### STATED GOAL
Rewrite the data below, replacing "Could you kindly segment" with "Please segment" in every place it occurs and changing nothing else. Leave the pictures out.

(Source data)
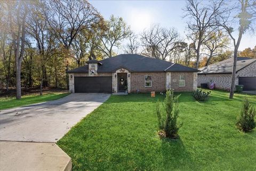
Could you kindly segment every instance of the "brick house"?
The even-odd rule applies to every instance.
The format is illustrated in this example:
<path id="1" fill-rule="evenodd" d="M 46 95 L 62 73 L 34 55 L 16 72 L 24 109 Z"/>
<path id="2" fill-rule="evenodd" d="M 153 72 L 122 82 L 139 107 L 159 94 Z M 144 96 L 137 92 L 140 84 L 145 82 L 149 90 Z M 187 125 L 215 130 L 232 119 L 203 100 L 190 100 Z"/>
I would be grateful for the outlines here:
<path id="1" fill-rule="evenodd" d="M 218 89 L 230 89 L 233 59 L 226 60 L 199 68 L 198 86 L 213 83 Z M 243 85 L 244 91 L 256 90 L 256 59 L 238 57 L 235 85 Z"/>
<path id="2" fill-rule="evenodd" d="M 86 64 L 67 72 L 72 93 L 128 93 L 192 91 L 197 88 L 199 70 L 138 54 L 122 54 Z"/>

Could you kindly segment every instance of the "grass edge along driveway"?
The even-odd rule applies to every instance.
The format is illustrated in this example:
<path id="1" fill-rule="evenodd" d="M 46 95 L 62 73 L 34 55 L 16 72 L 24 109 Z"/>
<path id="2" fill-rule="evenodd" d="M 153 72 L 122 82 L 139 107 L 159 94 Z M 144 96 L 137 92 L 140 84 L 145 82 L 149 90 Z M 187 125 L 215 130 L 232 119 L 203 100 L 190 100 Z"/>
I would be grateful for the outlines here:
<path id="1" fill-rule="evenodd" d="M 69 94 L 67 92 L 60 92 L 44 93 L 41 96 L 38 94 L 25 95 L 19 100 L 14 97 L 0 97 L 0 110 L 57 100 Z"/>
<path id="2" fill-rule="evenodd" d="M 57 144 L 73 170 L 255 170 L 256 131 L 235 127 L 244 94 L 213 91 L 204 102 L 181 93 L 179 139 L 157 135 L 157 94 L 112 95 Z M 248 95 L 256 105 L 255 96 Z"/>

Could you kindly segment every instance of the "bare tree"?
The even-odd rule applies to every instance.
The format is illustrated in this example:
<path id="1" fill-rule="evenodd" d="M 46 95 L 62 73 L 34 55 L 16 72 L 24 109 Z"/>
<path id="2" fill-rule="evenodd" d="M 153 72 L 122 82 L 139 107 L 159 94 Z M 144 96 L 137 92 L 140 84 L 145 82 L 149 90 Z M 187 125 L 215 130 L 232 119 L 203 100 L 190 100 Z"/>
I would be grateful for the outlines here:
<path id="1" fill-rule="evenodd" d="M 84 31 L 77 34 L 75 41 L 72 43 L 72 50 L 75 53 L 74 57 L 78 67 L 81 66 L 81 61 L 85 56 L 86 50 L 89 49 L 87 37 L 82 32 Z"/>
<path id="2" fill-rule="evenodd" d="M 68 50 L 81 30 L 89 28 L 97 22 L 100 15 L 86 1 L 51 0 L 49 1 L 50 10 L 47 21 L 52 31 L 57 36 L 60 42 L 67 51 L 67 59 L 69 57 Z M 68 70 L 67 60 L 66 71 Z M 67 87 L 69 87 L 68 75 L 66 75 Z"/>
<path id="3" fill-rule="evenodd" d="M 138 36 L 134 33 L 131 33 L 129 37 L 129 42 L 124 47 L 126 54 L 137 54 L 140 44 L 138 41 Z"/>
<path id="4" fill-rule="evenodd" d="M 183 61 L 188 44 L 185 42 L 180 42 L 180 46 L 174 48 L 170 54 L 170 62 L 181 64 Z"/>
<path id="5" fill-rule="evenodd" d="M 224 48 L 228 48 L 229 37 L 221 30 L 210 31 L 207 34 L 208 40 L 203 44 L 203 49 L 206 53 L 202 53 L 208 56 L 205 66 L 209 64 L 212 58 L 220 55 Z"/>
<path id="6" fill-rule="evenodd" d="M 5 2 L 0 2 L 0 58 L 3 66 L 6 92 L 8 92 L 13 44 L 11 42 L 10 28 L 6 25 L 10 20 L 7 8 L 7 5 Z"/>
<path id="7" fill-rule="evenodd" d="M 166 60 L 172 51 L 181 45 L 179 34 L 173 28 L 166 29 L 153 25 L 144 30 L 141 36 L 143 53 L 156 59 Z"/>
<path id="8" fill-rule="evenodd" d="M 105 28 L 102 28 L 102 34 L 99 35 L 102 45 L 98 45 L 98 48 L 110 58 L 113 55 L 113 47 L 118 48 L 121 41 L 129 36 L 131 30 L 123 18 L 113 15 L 109 21 L 106 21 L 105 25 Z"/>
<path id="9" fill-rule="evenodd" d="M 40 95 L 42 94 L 42 87 L 47 87 L 46 63 L 52 56 L 56 42 L 55 37 L 50 30 L 47 17 L 42 15 L 47 11 L 47 6 L 39 2 L 35 2 L 28 5 L 28 32 L 36 41 L 36 46 L 39 56 L 38 64 L 42 72 L 39 72 Z"/>
<path id="10" fill-rule="evenodd" d="M 28 13 L 27 2 L 18 1 L 8 4 L 10 18 L 10 28 L 12 31 L 12 43 L 16 64 L 16 98 L 21 98 L 21 71 L 24 54 L 26 18 Z M 16 17 L 14 18 L 14 16 Z"/>
<path id="11" fill-rule="evenodd" d="M 223 28 L 231 38 L 234 45 L 234 62 L 229 99 L 233 99 L 235 90 L 237 53 L 243 35 L 249 29 L 253 30 L 256 20 L 256 1 L 239 0 L 226 4 L 227 10 L 221 15 L 215 16 L 217 24 Z M 238 26 L 238 35 L 235 27 Z M 236 39 L 236 37 L 237 39 Z"/>
<path id="12" fill-rule="evenodd" d="M 207 34 L 211 32 L 209 29 L 213 31 L 217 27 L 214 22 L 215 17 L 223 12 L 223 0 L 212 1 L 210 4 L 203 4 L 204 2 L 209 3 L 206 1 L 187 0 L 183 10 L 186 13 L 185 17 L 188 18 L 187 23 L 190 34 L 188 37 L 196 42 L 196 68 L 198 68 L 201 46 L 207 42 Z"/>

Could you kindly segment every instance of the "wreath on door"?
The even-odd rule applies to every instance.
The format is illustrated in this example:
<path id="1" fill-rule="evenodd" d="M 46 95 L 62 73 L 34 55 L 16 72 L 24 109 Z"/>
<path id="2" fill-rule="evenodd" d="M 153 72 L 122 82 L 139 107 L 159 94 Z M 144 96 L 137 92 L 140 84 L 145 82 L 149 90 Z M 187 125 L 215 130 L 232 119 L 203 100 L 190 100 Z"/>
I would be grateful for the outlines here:
<path id="1" fill-rule="evenodd" d="M 120 79 L 120 82 L 121 83 L 121 85 L 123 85 L 124 84 L 124 79 L 123 78 L 121 78 Z"/>

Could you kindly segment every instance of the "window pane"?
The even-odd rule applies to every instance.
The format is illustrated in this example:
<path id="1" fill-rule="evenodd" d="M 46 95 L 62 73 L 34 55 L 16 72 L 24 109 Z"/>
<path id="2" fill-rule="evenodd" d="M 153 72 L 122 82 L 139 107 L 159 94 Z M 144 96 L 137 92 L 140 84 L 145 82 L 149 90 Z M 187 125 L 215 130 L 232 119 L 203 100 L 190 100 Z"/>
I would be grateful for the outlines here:
<path id="1" fill-rule="evenodd" d="M 185 80 L 185 76 L 180 76 L 180 80 Z"/>
<path id="2" fill-rule="evenodd" d="M 151 82 L 145 82 L 146 87 L 151 87 Z"/>
<path id="3" fill-rule="evenodd" d="M 179 86 L 185 86 L 185 81 L 179 80 Z"/>
<path id="4" fill-rule="evenodd" d="M 151 76 L 145 76 L 145 81 L 151 81 Z"/>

### SOLUTION TO THIS EXERCISE
Please segment every instance of the "brick house"?
The even-odd rule applies to every instance.
The format is illustrated in this example:
<path id="1" fill-rule="evenodd" d="M 46 95 L 62 73 L 34 55 L 16 72 L 24 109 Z"/>
<path id="2" fill-rule="evenodd" d="M 153 72 L 122 82 L 139 107 L 159 94 Z M 144 96 L 137 92 L 140 84 L 145 82 L 149 90 Z M 187 125 L 215 130 L 232 119 L 203 100 L 190 100 Z"/>
I would be grateful for the outlines here:
<path id="1" fill-rule="evenodd" d="M 218 89 L 230 89 L 233 59 L 226 60 L 199 68 L 198 86 L 213 83 Z M 243 85 L 244 91 L 256 90 L 256 59 L 238 57 L 235 85 Z"/>
<path id="2" fill-rule="evenodd" d="M 86 64 L 67 72 L 72 93 L 128 93 L 192 91 L 197 88 L 199 70 L 138 54 L 122 54 Z"/>

Please segment every instance of the "grass edge along driveway"?
The even-odd rule applies to every instance.
The format is illustrated in this example:
<path id="1" fill-rule="evenodd" d="M 46 95 L 62 73 L 34 55 L 16 72 L 24 109 Z"/>
<path id="2" fill-rule="evenodd" d="M 153 72 L 122 82 L 139 107 L 159 94 Z M 144 96 L 137 92 L 140 84 L 145 82 L 149 90 Z M 187 125 L 215 130 L 232 119 L 203 100 L 190 100 Z"/>
I would be grateful for the outlines here:
<path id="1" fill-rule="evenodd" d="M 69 94 L 67 92 L 60 92 L 44 93 L 41 96 L 38 94 L 25 95 L 19 100 L 14 97 L 0 97 L 0 110 L 57 100 Z"/>
<path id="2" fill-rule="evenodd" d="M 57 144 L 73 170 L 255 170 L 256 131 L 235 127 L 244 94 L 213 91 L 204 102 L 181 93 L 179 139 L 157 135 L 157 94 L 112 95 Z M 248 95 L 256 105 L 255 96 Z"/>

Please segment every instance of the "bare tree"?
The even-odd rule applies to every instance.
The format is illustrated in this example:
<path id="1" fill-rule="evenodd" d="M 46 95 L 62 73 L 34 55 L 16 72 L 24 109 Z"/>
<path id="2" fill-rule="evenodd" d="M 153 72 L 122 82 L 139 107 L 159 94 Z M 144 96 L 137 92 L 140 84 L 145 82 L 149 90 Z M 187 125 L 215 130 L 232 119 L 203 100 L 190 100 Z"/>
I would be grateful for the outlines here:
<path id="1" fill-rule="evenodd" d="M 84 31 L 77 34 L 75 41 L 72 43 L 72 50 L 75 53 L 74 57 L 78 67 L 81 66 L 81 61 L 85 56 L 86 50 L 89 49 L 87 37 L 82 32 Z"/>
<path id="2" fill-rule="evenodd" d="M 68 50 L 81 30 L 89 28 L 97 22 L 100 15 L 86 1 L 51 0 L 49 1 L 50 10 L 47 21 L 52 31 L 57 36 L 60 42 L 67 51 L 67 59 L 69 57 Z M 68 70 L 67 60 L 66 71 Z M 67 87 L 69 87 L 68 75 L 66 75 Z"/>
<path id="3" fill-rule="evenodd" d="M 138 36 L 134 33 L 131 33 L 129 37 L 129 42 L 124 47 L 126 54 L 137 54 L 140 44 L 138 41 Z"/>
<path id="4" fill-rule="evenodd" d="M 183 61 L 188 44 L 185 42 L 180 42 L 180 46 L 174 48 L 170 54 L 170 62 L 181 64 Z"/>
<path id="5" fill-rule="evenodd" d="M 224 48 L 228 48 L 229 37 L 221 30 L 210 31 L 207 34 L 208 40 L 203 44 L 203 49 L 206 53 L 202 53 L 208 56 L 205 66 L 209 64 L 212 58 L 220 55 Z"/>
<path id="6" fill-rule="evenodd" d="M 5 2 L 0 2 L 0 58 L 3 66 L 6 92 L 8 92 L 13 44 L 11 42 L 10 28 L 6 25 L 10 20 L 7 8 L 7 5 Z"/>
<path id="7" fill-rule="evenodd" d="M 166 60 L 172 51 L 181 45 L 179 34 L 173 28 L 166 29 L 153 25 L 144 30 L 141 36 L 143 53 L 156 59 Z"/>
<path id="8" fill-rule="evenodd" d="M 105 28 L 102 28 L 102 34 L 99 35 L 102 45 L 98 45 L 98 48 L 110 58 L 113 55 L 113 47 L 118 48 L 121 41 L 129 36 L 131 30 L 123 18 L 113 15 L 109 21 L 106 21 L 105 25 Z"/>
<path id="9" fill-rule="evenodd" d="M 40 95 L 42 94 L 42 87 L 47 87 L 46 63 L 52 56 L 56 42 L 55 37 L 50 30 L 47 17 L 42 15 L 47 11 L 47 6 L 39 2 L 35 2 L 28 5 L 28 32 L 36 41 L 36 46 L 39 56 L 38 64 L 42 72 L 39 72 Z"/>
<path id="10" fill-rule="evenodd" d="M 28 13 L 27 2 L 18 1 L 8 4 L 10 18 L 10 28 L 12 31 L 12 43 L 16 64 L 16 98 L 21 98 L 21 71 L 24 54 L 26 18 Z M 16 17 L 14 18 L 14 16 Z"/>
<path id="11" fill-rule="evenodd" d="M 223 28 L 231 38 L 234 45 L 234 62 L 229 99 L 233 99 L 235 90 L 237 53 L 243 35 L 249 29 L 253 30 L 256 20 L 256 1 L 239 0 L 226 4 L 227 10 L 221 15 L 215 16 L 217 24 Z M 238 26 L 238 35 L 235 27 Z M 236 39 L 236 37 L 237 39 Z"/>
<path id="12" fill-rule="evenodd" d="M 207 34 L 211 32 L 209 29 L 213 31 L 217 27 L 214 22 L 215 17 L 223 12 L 223 0 L 212 1 L 210 4 L 203 4 L 204 2 L 209 3 L 206 1 L 187 0 L 183 10 L 186 13 L 185 17 L 188 18 L 187 23 L 190 34 L 188 37 L 196 42 L 196 68 L 198 68 L 201 46 L 207 42 Z"/>

Please segment every instance of the "wreath on door"?
The even-odd rule applies to every instance.
The format is illustrated in this example:
<path id="1" fill-rule="evenodd" d="M 46 95 L 62 73 L 34 55 L 16 72 L 24 109 Z"/>
<path id="2" fill-rule="evenodd" d="M 153 72 L 122 82 L 139 107 L 159 94 Z M 144 96 L 137 92 L 140 84 L 145 82 L 149 90 Z M 187 125 L 215 130 L 232 119 L 203 100 L 190 100 Z"/>
I would be grateful for the outlines here:
<path id="1" fill-rule="evenodd" d="M 120 79 L 120 82 L 121 83 L 121 85 L 123 85 L 124 84 L 124 79 L 123 78 L 121 78 Z"/>

Please segment every instance of the "window pane"?
The even-odd rule applies to every instance.
The format is illustrated in this example:
<path id="1" fill-rule="evenodd" d="M 46 95 L 62 73 L 34 55 L 16 72 L 24 109 Z"/>
<path id="2" fill-rule="evenodd" d="M 153 72 L 122 82 L 139 107 L 159 94 Z M 144 96 L 137 92 L 140 84 L 145 82 L 149 90 Z M 187 125 L 215 130 L 232 119 L 203 100 L 190 100 Z"/>
I would be grateful for the outlines here:
<path id="1" fill-rule="evenodd" d="M 185 80 L 185 76 L 180 76 L 180 80 Z"/>
<path id="2" fill-rule="evenodd" d="M 151 82 L 145 82 L 146 87 L 151 87 Z"/>
<path id="3" fill-rule="evenodd" d="M 179 86 L 185 86 L 185 81 L 179 80 Z"/>
<path id="4" fill-rule="evenodd" d="M 151 76 L 145 76 L 145 81 L 151 81 Z"/>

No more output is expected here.